▸ ENTRIES SUPPLIED
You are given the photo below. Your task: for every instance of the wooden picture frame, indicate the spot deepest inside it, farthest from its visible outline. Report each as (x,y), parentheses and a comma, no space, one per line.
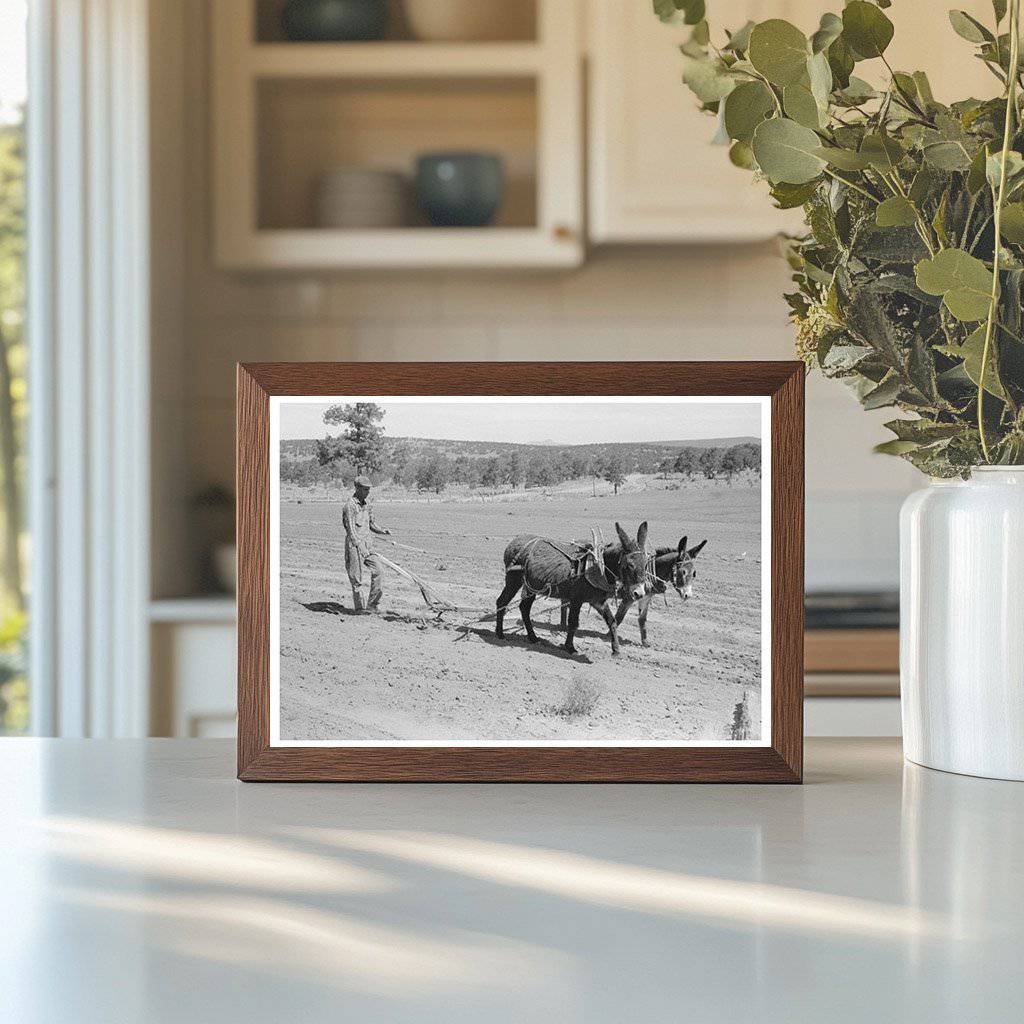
(778,760)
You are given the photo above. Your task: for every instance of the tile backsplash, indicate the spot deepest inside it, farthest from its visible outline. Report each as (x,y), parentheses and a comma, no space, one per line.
(720,302)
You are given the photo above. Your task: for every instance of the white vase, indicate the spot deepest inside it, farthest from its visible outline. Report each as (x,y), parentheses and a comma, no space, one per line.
(962,624)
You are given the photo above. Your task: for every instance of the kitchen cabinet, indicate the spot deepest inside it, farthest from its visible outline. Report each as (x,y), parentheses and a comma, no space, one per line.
(653,175)
(287,114)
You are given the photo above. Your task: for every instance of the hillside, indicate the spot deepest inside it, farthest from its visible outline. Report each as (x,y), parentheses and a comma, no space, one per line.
(630,451)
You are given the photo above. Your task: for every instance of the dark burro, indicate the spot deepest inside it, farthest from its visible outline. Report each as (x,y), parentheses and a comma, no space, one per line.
(574,574)
(667,566)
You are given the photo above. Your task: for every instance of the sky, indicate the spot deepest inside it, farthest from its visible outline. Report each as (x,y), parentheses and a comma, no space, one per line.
(12,57)
(531,422)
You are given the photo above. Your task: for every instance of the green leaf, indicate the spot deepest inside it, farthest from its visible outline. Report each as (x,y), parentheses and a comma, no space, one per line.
(963,281)
(841,62)
(971,351)
(740,155)
(866,30)
(801,105)
(895,212)
(922,185)
(778,50)
(819,76)
(788,197)
(947,156)
(745,108)
(895,446)
(1015,165)
(939,220)
(976,173)
(1012,224)
(883,152)
(687,11)
(707,79)
(968,28)
(845,160)
(829,30)
(857,91)
(786,152)
(739,41)
(885,394)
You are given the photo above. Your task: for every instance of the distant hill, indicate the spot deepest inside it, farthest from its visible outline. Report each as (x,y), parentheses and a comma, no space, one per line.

▸ TASK INSTRUCTIONS
Revise all of the lines above so that "dark burro" becomes "dark donkey", with everything else left unchanged. Omit the pictures from your answer.

▸ FULL OUTPUT
You are given the photo below. Your task: for every instance of the wooden picture frame, indicate the spot deepest inside it, farthest from its visible outline. Report each as (x,y), parentheses and a comma, no space, one per line.
(778,760)
You are given the photo above. Your task: for every instance of the tile backsplash, indicate the spot deepest inside it, farthest from its visible outline. Report each as (x,y), parentheses and a comma, no space, one per line.
(720,302)
You are given the photo above. Your task: for every instance of the white vase, indicate the spot deepest inside it, farthest from its visible outline. Report each as (x,y), parentheses and a comma, no space, one per line.
(962,624)
You are given the photo above. Your task: for every instance of the kitchen cabinet, indicate the spot deepest inside it, farthest from its visible outline. Report each as (x,y), parentheses and a comma, no space, one per line.
(653,175)
(287,114)
You are given the photo above. Your task: for every instance of the hillside, indicate the spot deepest inside it, farthest from its visible outline. Report each as (x,y), parentheses and a comma, no space, one per line.
(630,451)
You are given the photo above. Your task: for every instance of the dark donkey, indicate the spot deepest inside it, farthest from its visible outline. Report each as (x,y), parentheses and a comma, no space, one per line.
(574,574)
(667,566)
You are given the photo above. Your task: for every instance of the sky, indicate the spot deepest inside it, farthest from its visible outline. Report each as (x,y), parentheses and a comma, no space, one per line.
(12,57)
(531,422)
You are given the photo above. Your task: for every instance of the green leaf, indicate the spot deepest inside it, farthest from its visible outline. Report each as (x,y), parentheses and a comma, no space, one per line.
(963,281)
(841,62)
(971,351)
(740,155)
(866,30)
(801,105)
(895,212)
(922,185)
(778,50)
(819,76)
(788,197)
(947,156)
(745,108)
(895,446)
(1015,165)
(939,220)
(976,173)
(1012,224)
(883,152)
(687,11)
(707,79)
(968,28)
(845,160)
(829,30)
(857,91)
(786,152)
(739,41)
(885,394)
You are given the photo above. Your task: for every instance of the distant hill, indicate the spot deepest inside it, farthest from its visible outline. Report each as (x,y), parentheses and a comma, no space, one per line.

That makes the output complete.